## Start
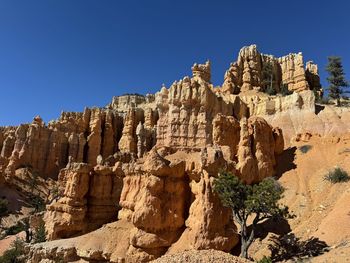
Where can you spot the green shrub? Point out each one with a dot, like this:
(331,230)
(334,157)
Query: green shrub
(305,148)
(15,229)
(40,235)
(3,207)
(271,91)
(338,175)
(265,260)
(38,204)
(325,101)
(284,90)
(15,254)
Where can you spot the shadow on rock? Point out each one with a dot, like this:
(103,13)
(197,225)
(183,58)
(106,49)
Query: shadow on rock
(290,247)
(285,161)
(279,227)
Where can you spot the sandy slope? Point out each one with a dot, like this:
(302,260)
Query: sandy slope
(321,209)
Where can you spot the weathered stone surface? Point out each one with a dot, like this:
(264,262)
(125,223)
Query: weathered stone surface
(247,72)
(257,149)
(89,200)
(160,153)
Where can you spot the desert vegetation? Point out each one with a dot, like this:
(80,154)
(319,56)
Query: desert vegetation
(337,175)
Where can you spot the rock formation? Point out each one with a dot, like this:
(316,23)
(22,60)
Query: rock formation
(247,72)
(89,199)
(150,161)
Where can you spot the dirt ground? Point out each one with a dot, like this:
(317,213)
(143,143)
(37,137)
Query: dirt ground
(321,209)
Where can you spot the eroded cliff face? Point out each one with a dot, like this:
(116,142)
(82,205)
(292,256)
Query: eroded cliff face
(150,161)
(247,73)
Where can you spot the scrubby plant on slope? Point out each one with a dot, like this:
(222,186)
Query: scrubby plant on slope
(338,175)
(259,201)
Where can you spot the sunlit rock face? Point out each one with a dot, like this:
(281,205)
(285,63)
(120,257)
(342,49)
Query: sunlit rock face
(151,161)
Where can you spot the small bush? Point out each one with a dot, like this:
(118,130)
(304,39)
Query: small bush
(265,259)
(15,229)
(39,235)
(305,148)
(284,90)
(325,101)
(271,91)
(3,207)
(338,175)
(38,204)
(15,254)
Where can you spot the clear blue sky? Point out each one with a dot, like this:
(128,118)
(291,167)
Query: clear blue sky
(67,54)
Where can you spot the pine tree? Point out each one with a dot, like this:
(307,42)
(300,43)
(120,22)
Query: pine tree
(261,201)
(336,78)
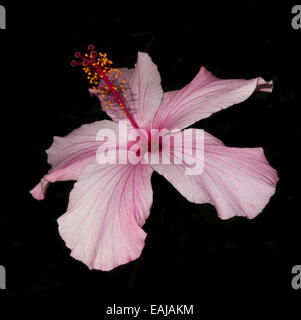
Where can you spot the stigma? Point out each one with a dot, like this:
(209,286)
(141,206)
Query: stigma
(108,84)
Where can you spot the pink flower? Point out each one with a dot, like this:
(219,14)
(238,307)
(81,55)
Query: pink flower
(109,204)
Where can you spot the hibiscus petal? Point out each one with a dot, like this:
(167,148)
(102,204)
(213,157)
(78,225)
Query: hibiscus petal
(204,95)
(107,208)
(237,181)
(145,85)
(69,155)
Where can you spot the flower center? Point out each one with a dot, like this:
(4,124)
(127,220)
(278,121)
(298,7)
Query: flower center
(106,82)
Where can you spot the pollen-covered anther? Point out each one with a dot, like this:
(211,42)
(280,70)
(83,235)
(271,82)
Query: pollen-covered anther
(106,81)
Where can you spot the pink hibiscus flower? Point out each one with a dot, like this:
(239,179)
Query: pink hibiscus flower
(110,203)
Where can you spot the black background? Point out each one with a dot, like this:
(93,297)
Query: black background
(190,254)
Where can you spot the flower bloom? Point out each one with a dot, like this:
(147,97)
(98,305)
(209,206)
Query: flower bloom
(110,203)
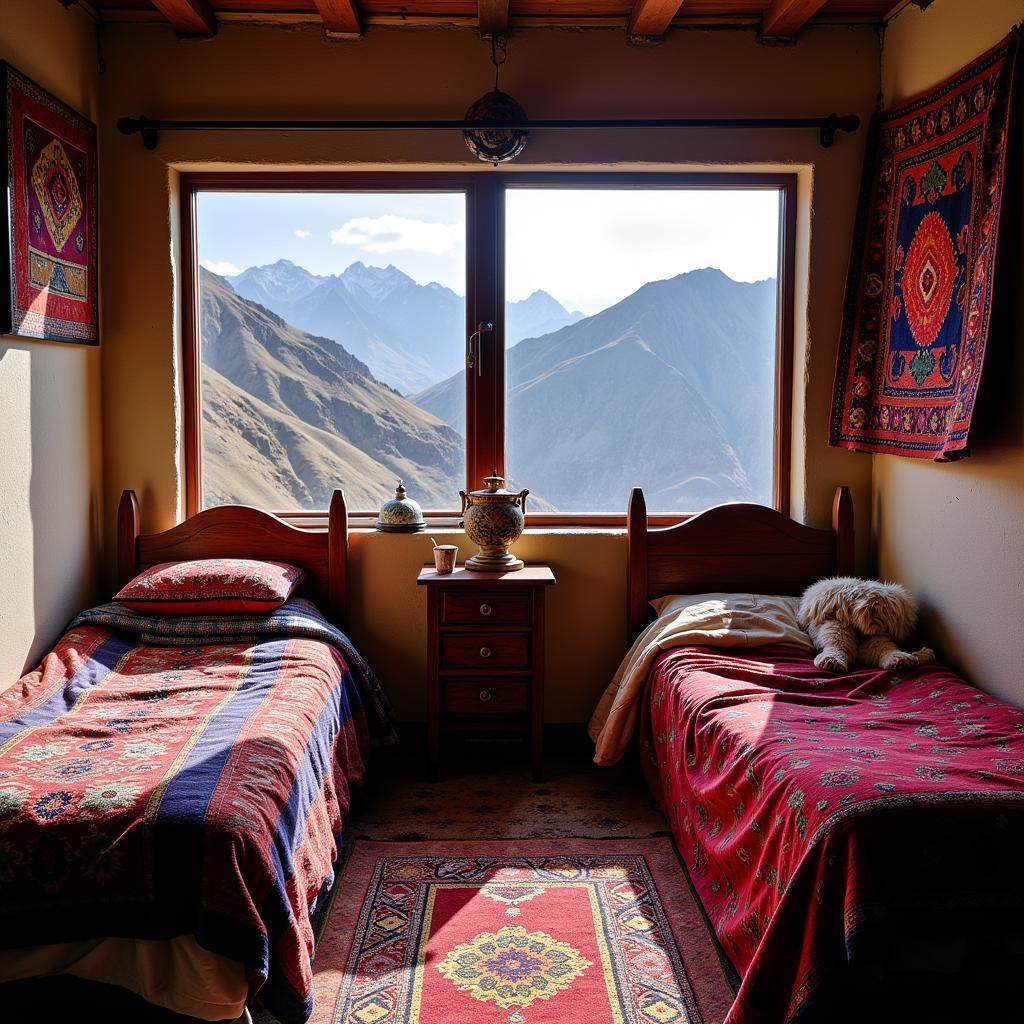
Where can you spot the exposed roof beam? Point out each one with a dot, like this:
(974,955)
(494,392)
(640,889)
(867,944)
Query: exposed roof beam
(785,17)
(190,17)
(341,16)
(651,17)
(493,16)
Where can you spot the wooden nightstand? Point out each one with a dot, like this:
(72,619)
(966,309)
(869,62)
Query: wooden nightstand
(485,655)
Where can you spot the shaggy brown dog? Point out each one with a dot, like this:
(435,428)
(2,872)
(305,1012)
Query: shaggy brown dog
(864,621)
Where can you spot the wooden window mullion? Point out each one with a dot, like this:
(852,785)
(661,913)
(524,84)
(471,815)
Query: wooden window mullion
(485,381)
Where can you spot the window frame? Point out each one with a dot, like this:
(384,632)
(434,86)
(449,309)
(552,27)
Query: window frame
(484,192)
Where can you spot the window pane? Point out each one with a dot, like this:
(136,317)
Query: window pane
(641,335)
(323,316)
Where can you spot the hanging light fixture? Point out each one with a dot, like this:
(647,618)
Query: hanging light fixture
(499,144)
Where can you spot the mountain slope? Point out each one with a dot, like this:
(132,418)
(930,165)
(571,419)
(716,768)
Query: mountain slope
(691,407)
(536,315)
(295,416)
(410,335)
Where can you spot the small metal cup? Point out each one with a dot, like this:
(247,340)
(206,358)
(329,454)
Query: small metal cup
(444,557)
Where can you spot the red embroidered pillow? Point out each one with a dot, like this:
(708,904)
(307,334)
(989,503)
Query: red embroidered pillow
(221,586)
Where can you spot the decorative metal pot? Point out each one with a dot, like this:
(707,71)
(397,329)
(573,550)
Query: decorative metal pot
(400,514)
(494,519)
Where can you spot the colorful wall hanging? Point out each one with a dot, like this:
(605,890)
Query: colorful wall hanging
(920,290)
(48,267)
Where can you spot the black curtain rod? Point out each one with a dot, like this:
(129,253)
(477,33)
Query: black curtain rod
(826,126)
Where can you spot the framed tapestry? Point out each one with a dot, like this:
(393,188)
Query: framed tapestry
(920,292)
(48,263)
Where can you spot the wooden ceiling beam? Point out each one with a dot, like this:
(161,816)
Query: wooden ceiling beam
(190,17)
(493,16)
(652,17)
(340,16)
(785,17)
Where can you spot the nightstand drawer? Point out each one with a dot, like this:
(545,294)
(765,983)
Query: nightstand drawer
(477,696)
(491,651)
(486,609)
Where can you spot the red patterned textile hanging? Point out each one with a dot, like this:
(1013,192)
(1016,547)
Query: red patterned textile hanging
(920,291)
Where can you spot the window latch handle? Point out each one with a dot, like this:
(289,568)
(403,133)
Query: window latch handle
(473,354)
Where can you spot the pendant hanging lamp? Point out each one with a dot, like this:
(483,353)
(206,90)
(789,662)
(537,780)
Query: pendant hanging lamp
(499,144)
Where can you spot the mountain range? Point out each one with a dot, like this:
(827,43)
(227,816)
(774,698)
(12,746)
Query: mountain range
(410,335)
(673,387)
(289,416)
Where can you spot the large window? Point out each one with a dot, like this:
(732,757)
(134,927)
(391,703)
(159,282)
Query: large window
(582,334)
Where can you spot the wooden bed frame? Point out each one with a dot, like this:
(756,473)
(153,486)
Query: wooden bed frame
(240,531)
(739,548)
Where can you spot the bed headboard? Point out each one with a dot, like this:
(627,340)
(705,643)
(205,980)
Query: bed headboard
(743,548)
(240,531)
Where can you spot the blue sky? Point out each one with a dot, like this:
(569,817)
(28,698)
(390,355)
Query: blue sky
(588,248)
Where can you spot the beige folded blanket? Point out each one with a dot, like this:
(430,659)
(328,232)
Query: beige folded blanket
(688,621)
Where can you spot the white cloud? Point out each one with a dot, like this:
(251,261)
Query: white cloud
(225,268)
(389,233)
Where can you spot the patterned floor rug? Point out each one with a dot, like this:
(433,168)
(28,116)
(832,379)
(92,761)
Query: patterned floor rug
(539,931)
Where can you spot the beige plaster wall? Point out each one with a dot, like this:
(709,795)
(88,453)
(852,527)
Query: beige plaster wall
(954,532)
(262,72)
(50,493)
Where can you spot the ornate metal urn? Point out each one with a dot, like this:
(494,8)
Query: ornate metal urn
(494,519)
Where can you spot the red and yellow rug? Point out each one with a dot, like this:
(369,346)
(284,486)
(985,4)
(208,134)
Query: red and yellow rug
(519,932)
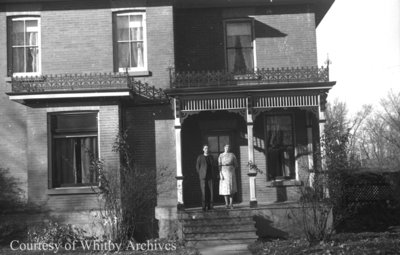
## End
## DIRECTIONS
Filter the items above down to the lines containing the word "flower", and copy each of those lines in full.

## FULL OUTPUT
Where can you spot the pink flower? Point out each one with a dot, like this:
Query: pink flower
Where can you spot the flower center? Point out each one with a dot, like this:
Query: flower center
Where can you spot the pink hibiscus flower? Point out each one with a dot, like this:
Query: pink hibiscus flower
Where can you spot the flower bloom? Point out each one with a dot, like this:
Query: flower bloom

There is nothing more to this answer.